## begin

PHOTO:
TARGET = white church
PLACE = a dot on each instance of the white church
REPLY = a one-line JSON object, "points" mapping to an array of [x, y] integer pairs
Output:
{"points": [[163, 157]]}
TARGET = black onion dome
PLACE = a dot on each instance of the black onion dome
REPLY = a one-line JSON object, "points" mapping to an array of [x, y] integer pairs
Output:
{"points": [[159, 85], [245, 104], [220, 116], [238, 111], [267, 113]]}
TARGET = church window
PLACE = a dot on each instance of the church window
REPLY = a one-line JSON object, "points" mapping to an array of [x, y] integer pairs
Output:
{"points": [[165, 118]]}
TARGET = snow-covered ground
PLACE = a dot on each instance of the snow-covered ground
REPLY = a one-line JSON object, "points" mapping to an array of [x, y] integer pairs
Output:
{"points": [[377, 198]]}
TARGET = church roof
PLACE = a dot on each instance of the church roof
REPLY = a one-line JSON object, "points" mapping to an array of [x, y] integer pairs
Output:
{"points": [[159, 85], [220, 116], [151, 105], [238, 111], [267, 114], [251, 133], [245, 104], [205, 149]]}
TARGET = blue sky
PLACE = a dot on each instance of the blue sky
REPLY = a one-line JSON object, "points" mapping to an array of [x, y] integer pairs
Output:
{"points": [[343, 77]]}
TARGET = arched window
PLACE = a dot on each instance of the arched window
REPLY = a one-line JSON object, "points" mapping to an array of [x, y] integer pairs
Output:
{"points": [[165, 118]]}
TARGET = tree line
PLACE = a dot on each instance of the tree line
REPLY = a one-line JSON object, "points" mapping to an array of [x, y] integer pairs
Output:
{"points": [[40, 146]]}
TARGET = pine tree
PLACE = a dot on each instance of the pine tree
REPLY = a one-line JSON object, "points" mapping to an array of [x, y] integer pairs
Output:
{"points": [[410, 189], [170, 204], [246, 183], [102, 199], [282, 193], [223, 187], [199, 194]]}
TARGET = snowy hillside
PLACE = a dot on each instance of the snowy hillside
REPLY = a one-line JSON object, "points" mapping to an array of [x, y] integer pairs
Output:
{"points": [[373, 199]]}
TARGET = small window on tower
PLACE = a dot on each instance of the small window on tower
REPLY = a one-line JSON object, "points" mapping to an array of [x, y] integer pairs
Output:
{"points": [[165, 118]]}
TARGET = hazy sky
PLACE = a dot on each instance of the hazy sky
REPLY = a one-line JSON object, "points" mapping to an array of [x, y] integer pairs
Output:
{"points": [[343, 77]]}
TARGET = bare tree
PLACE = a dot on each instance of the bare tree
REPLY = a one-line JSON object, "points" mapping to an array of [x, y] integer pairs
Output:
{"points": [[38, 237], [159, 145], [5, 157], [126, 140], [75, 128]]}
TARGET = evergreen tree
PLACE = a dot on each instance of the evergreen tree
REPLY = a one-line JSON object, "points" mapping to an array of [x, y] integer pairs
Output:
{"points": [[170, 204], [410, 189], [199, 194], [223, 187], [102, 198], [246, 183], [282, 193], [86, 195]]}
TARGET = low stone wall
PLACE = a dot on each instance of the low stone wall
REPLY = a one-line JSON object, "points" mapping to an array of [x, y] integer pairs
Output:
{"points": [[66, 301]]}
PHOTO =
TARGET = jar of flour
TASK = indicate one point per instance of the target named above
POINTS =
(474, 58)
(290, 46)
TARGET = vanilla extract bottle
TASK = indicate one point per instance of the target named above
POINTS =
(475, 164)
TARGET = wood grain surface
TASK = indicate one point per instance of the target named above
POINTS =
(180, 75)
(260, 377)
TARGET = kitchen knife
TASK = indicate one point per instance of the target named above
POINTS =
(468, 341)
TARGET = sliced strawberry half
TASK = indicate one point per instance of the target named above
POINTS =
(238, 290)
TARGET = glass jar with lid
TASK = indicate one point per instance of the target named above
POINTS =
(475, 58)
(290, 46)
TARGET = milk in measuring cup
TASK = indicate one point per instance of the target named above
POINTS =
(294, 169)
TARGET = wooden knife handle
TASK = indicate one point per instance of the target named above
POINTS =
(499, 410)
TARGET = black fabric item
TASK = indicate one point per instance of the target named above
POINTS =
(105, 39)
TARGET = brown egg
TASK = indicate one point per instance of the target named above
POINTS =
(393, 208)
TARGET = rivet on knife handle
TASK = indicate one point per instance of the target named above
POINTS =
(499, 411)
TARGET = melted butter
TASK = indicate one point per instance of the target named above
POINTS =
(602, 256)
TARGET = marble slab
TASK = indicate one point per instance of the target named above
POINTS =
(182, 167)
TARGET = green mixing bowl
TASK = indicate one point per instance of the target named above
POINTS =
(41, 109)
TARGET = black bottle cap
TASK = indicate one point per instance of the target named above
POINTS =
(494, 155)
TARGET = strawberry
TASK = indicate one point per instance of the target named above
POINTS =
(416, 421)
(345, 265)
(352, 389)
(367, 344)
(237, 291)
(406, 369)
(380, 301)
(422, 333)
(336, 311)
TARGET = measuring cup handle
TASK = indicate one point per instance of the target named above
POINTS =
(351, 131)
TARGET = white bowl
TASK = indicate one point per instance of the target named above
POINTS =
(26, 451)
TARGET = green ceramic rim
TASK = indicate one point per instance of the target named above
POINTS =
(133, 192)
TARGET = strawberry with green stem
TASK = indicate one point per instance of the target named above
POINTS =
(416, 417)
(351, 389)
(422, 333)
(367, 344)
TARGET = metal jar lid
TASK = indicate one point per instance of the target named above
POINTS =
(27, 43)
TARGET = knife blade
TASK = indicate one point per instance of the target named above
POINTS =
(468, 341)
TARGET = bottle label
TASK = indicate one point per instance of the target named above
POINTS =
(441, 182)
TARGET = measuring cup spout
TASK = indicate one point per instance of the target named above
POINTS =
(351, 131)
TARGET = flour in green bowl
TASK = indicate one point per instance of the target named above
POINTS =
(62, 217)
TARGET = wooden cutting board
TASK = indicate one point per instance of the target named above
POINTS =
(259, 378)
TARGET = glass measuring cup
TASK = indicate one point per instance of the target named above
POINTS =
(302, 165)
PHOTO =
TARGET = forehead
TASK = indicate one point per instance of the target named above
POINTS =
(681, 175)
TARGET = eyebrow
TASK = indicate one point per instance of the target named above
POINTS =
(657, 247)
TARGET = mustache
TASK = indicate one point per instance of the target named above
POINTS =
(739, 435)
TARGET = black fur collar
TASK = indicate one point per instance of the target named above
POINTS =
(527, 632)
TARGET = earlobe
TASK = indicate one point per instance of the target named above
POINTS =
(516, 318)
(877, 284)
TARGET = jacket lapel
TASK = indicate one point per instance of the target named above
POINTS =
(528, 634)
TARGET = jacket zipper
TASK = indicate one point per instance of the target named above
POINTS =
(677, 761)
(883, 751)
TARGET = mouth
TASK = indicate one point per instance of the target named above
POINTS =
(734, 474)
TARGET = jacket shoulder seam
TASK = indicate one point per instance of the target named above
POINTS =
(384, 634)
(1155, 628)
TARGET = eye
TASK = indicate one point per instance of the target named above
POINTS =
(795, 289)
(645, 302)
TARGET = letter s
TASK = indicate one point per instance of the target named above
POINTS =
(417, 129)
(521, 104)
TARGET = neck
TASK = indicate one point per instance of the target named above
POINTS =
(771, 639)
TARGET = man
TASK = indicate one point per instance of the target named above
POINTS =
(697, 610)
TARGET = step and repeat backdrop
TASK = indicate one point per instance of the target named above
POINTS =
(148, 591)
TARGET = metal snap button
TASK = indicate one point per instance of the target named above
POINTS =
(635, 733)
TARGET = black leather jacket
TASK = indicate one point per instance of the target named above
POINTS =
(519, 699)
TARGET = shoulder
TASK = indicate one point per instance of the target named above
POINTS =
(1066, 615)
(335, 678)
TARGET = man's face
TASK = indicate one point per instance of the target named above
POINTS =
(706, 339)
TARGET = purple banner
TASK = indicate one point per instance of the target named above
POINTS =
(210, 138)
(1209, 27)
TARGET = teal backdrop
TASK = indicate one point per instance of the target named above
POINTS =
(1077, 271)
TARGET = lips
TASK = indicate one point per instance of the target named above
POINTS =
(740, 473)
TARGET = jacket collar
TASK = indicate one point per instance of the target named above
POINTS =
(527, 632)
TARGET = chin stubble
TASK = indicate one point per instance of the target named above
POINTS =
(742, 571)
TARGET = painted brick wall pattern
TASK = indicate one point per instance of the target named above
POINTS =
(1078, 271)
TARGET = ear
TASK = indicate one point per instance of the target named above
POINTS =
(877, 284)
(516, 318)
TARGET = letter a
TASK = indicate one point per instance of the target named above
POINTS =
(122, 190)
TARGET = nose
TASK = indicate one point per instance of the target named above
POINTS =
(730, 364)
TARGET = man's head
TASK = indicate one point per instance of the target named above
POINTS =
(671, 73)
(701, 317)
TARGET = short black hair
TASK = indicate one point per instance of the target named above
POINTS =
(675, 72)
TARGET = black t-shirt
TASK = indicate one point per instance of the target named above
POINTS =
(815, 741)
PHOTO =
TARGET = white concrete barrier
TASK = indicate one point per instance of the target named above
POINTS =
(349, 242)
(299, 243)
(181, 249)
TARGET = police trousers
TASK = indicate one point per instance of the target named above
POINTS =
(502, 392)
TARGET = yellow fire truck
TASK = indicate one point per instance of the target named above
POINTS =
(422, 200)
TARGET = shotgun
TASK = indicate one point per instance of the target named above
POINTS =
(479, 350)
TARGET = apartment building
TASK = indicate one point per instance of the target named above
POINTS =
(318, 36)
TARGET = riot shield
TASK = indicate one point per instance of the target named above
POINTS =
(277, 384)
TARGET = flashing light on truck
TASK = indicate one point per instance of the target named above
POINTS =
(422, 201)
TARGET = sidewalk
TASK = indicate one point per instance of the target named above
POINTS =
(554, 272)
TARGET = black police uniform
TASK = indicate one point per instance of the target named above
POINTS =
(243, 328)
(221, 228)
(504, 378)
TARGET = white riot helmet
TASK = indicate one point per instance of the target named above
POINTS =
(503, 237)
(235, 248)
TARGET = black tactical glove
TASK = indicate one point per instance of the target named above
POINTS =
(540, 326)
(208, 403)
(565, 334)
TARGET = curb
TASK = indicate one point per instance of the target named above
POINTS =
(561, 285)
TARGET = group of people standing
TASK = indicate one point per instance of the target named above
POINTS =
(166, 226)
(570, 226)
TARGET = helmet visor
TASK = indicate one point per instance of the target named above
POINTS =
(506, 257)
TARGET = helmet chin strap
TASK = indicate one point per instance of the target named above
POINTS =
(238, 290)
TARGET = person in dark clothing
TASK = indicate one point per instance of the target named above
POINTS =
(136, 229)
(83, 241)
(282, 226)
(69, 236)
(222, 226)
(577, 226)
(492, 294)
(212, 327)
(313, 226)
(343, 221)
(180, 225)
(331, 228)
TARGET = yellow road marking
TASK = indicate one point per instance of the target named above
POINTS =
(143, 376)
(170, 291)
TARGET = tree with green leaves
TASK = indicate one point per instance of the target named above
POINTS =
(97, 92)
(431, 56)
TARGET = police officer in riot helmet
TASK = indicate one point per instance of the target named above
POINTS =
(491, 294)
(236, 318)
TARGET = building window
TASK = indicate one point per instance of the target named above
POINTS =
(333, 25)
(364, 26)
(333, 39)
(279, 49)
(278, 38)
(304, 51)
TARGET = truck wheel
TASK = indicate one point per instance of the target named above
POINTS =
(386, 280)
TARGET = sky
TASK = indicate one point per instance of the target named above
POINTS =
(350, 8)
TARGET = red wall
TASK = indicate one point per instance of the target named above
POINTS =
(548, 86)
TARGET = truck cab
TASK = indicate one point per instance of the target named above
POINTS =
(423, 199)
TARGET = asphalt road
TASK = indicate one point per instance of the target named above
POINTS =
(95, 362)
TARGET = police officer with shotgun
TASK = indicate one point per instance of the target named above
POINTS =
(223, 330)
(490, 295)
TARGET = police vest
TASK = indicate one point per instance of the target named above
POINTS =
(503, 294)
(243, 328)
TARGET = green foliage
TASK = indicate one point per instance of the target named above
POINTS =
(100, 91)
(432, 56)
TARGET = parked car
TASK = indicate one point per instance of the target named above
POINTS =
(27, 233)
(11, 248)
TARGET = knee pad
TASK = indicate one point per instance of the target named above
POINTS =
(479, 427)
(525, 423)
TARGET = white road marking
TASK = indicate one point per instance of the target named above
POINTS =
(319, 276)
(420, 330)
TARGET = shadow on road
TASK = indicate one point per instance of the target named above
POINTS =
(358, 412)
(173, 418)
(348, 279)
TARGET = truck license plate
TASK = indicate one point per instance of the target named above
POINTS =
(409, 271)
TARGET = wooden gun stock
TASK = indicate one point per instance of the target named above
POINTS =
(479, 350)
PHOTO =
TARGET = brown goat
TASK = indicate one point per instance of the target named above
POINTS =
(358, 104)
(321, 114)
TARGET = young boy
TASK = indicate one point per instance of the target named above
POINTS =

## end

| Aim |
Repeat exactly the lines above, starting with the line that contains "TARGET = building window" and ending with the last line, both included, and nothing else.

| Completed exercise |
TARGET = building window
TASK = indicate one point per instance of the target named above
POINTS =
(333, 25)
(364, 26)
(333, 39)
(279, 49)
(278, 38)
(304, 51)
TARGET = truck wheel
TASK = indicate one point per instance of the target named above
POINTS =
(386, 280)
TARGET = sky
TASK = indicate one point per instance of the target named above
POINTS =
(350, 8)
TARGET = red wall
TASK = indicate one point per instance of the target named above
POINTS =
(548, 86)
TARGET = truck cab
TASK = indicate one point per instance of the target named above
POINTS =
(423, 199)
TARGET = asphalt road
TASK = indicate one point per instance of the target named above
POINTS =
(95, 362)
TARGET = police officer with shotgun
TASK = indicate one point per instance of the target named above
POINTS =
(223, 330)
(490, 295)
TARGET = police vest
TASK = indicate one point per instance of the target named above
POINTS =
(503, 294)
(243, 328)
TARGET = green foliage
TASK = indicate one point per instance of the target named above
POINTS =
(100, 91)
(432, 56)
TARGET = parked car
TASK = indicate one point per instance of the target named above
POINTS =
(27, 233)
(11, 248)
TARGET = knee pad
TASK = indicate one point per instance of the target named above
POINTS =
(479, 427)
(525, 423)
TARGET = white road marking
TASK = indicate one point per instance of the target named above
POINTS =
(319, 276)
(420, 330)
TARGET = shadow on road
TASK = indicate one point per instance of the target named above
POINTS =
(358, 412)
(173, 418)
(348, 279)
TARGET = truck license plate
TASK = indicate one point per instance of the target named above
POINTS =
(409, 271)
TARGET = wooden gun stock
TASK = indicate one point per instance of the target named above
POINTS =
(479, 350)
PHOTO =
TARGET = brown goat
TASK = indicate one point per instance of the target named above
POINTS =
(358, 104)
(321, 114)
TARGET = young boy
TASK = indicate one point per instance of the target named above
POINTS =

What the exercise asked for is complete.